▶ _Passage provided_
::::
Julie Tippens

Julie Tippens

Assistant Professor

2016, DrPH, Maternal and Child Health, University of Arizona College of Public Health
2016, Certificate, Medical Anthropology, University of Arizona School of Anthropology
2008, M.P.H., Social and Behavioral Health, Temple University College of Public Health
2006, M.A., International Peace and Conflict Resolution, Arcadia University
2001, B.A., English Literature, Fordham University

I am a community-engaged researcher specializing in forced migration, refugees, global health, and East Africa. I have spent more than 15 years working as a practitioner and researcher with refugees and asylum seekers in the U.S., Southeast Asia (Thailand), and East Africa (Kenya and Tanzania); my continuing ethnographic work focuses on refugees’ social support in Kenya, both in Nairobi’s urban informal settlements and in Kakuma refugee camp. I have institutional affiliations with the Moi University Centre for Peace and Reconciliation in Kenya. My research centers on the following broad themes: (1) intergenerational social support among forcibly displaced persons, (2) community-based approaches to enhancing psychosocial wellbeing and increasing resilience among displaced persons and groups, (3) the role(s) of community health workers (CHWs) in addressing refugees’ maternal mental and physical health, and (4) building community capacity and health outreach infrastructures to address refugee health in low- and middle-income countries.   

My current role is as an Assistant Professor in the Department of Child, Youth and Family Studies at the University of Nebraska-Lincoln. Prior to beginning at UNL, I completed doctoral training in global maternal and child health and medical anthropology at the University of Arizona. I teach undergraduate courses in refugee health and wellbeing, master’s-level classes in family migration and humanitarian NGOs, and a doctoral seminar in international research methods.  

In my spare time, I can be found drinking coffee or Zanzibar spiced chai, snapping photographs, reading, and exploring new places with my spouse, Mohamed, and our dog (Desmond) and cat (Bernie). 

I am interested in working with graduate students whose work centers on any of the following areas: ethnographic and qualitative inquiry, forced migration/refugees, global health, or sub-Saharan Africa.
::::
▶ _Tasks to carry out_
1. Decide whether each statement below agrees with the faculty profile, answering yes or no and quoting the deciding words of the profile: (a) She received her M.P.H. from Temple University in 2008. (b) Her continuing ethnographic work on refugees' social support takes place in Tanzania. (c) She teaches a doctoral seminar in international research methods.
2. Set down the part of the faculty profile running from "My current role" to "and cat (Bernie).", word for word.

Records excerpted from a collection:
::::
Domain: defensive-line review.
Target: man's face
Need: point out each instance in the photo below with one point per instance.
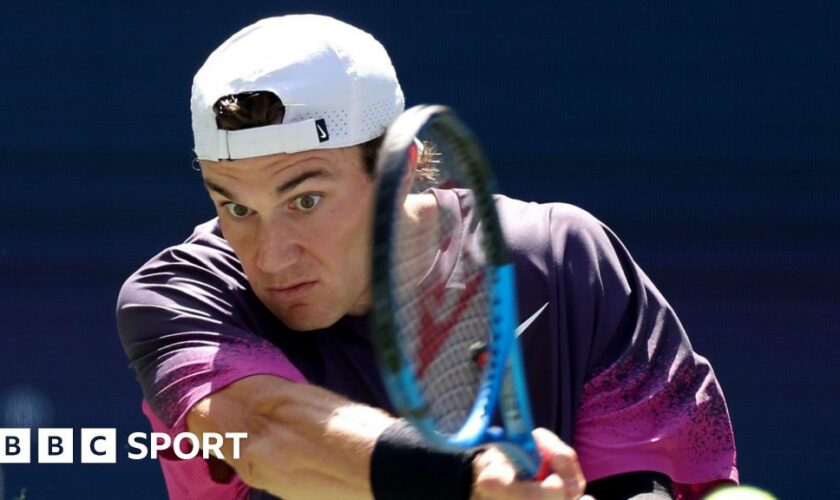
(300, 225)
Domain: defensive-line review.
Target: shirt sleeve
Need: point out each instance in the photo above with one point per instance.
(648, 401)
(188, 323)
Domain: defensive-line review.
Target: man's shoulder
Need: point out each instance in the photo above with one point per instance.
(203, 260)
(529, 224)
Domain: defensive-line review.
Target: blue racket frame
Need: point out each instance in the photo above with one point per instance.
(504, 380)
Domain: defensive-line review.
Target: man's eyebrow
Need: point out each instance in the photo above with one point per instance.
(299, 179)
(219, 189)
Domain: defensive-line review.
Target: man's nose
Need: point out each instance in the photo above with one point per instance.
(278, 247)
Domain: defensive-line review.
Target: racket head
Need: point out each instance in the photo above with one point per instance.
(444, 303)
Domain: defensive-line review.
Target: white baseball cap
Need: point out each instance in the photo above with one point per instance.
(336, 82)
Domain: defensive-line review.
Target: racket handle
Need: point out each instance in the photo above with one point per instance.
(544, 470)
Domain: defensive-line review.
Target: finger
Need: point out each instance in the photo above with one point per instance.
(563, 460)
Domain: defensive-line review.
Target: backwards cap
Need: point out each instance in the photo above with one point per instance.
(336, 82)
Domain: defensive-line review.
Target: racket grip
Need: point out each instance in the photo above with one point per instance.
(544, 470)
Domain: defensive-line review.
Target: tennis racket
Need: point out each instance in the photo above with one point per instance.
(444, 295)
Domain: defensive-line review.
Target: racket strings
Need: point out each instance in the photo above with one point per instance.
(443, 298)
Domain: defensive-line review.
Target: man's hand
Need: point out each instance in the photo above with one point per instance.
(496, 477)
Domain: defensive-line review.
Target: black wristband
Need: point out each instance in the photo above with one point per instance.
(405, 467)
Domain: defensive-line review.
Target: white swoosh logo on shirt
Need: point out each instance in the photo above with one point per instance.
(525, 324)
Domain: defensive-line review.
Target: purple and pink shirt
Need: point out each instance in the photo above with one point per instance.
(610, 368)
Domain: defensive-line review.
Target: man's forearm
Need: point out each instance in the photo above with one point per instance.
(303, 441)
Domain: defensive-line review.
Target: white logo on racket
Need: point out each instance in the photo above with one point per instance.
(525, 324)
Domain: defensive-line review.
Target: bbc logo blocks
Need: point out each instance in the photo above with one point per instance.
(55, 446)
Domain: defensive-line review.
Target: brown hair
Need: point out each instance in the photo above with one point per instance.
(260, 108)
(257, 109)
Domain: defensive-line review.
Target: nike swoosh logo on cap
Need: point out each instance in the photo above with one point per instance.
(525, 324)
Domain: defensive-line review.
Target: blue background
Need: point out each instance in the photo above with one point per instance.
(706, 134)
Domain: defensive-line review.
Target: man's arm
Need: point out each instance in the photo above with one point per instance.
(306, 442)
(303, 441)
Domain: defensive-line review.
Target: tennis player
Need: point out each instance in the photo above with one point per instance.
(258, 322)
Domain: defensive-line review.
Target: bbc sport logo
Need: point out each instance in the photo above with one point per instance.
(99, 446)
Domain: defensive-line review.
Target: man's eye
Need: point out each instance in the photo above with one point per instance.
(306, 202)
(237, 211)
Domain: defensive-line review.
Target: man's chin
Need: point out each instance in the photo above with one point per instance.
(305, 319)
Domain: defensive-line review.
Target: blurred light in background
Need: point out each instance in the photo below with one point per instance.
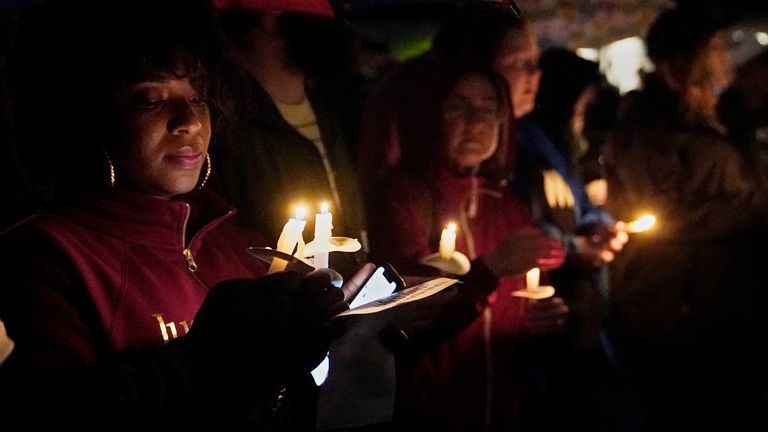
(622, 61)
(762, 38)
(590, 54)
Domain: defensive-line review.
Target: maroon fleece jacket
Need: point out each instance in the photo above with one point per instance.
(101, 272)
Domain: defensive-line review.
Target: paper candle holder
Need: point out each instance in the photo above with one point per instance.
(457, 263)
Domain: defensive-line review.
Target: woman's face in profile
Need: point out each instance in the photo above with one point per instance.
(517, 60)
(470, 122)
(165, 130)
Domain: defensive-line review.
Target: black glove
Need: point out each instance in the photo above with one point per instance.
(253, 335)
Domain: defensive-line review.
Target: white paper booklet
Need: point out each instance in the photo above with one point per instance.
(417, 292)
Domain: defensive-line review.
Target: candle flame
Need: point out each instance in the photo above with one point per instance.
(300, 212)
(532, 279)
(643, 223)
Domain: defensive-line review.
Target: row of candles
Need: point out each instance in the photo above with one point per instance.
(291, 238)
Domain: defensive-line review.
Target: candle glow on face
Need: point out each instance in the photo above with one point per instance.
(532, 279)
(644, 223)
(448, 241)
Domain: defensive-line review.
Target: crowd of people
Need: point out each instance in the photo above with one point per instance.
(149, 144)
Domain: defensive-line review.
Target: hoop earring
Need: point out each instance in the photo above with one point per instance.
(111, 168)
(207, 170)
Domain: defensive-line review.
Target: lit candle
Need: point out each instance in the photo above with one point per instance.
(290, 237)
(643, 223)
(532, 279)
(533, 290)
(323, 228)
(448, 241)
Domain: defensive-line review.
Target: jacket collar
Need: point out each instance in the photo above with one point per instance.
(143, 219)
::::
▶ _Responses to the tasks_
1.
(a) Yes: "2008, M.P.H., Social and Behavioral Health, Temple University College of Public Health"
(b) No: "my continuing ethnographic work focuses on refugees’ social support in Kenya"
(c) Yes: "a doctoral seminar in international research methods"

2.
My current role is as an Assistant Professor in the Department of Child, Youth and Family Studies at the University of Nebraska-Lincoln. Prior to beginning at UNL, I completed doctoral training in global maternal and child health and medical anthropology at the University of Arizona. I teach undergraduate courses in refugee health and wellbeing, master’s-level classes in family migration and humanitarian NGOs, and a doctoral seminar in international research methods.  

In my spare time, I can be found drinking coffee or Zanzibar spiced chai, snapping photographs, reading, and exploring new places with my spouse, Mohamed, and our dog (Desmond) and cat (Bernie).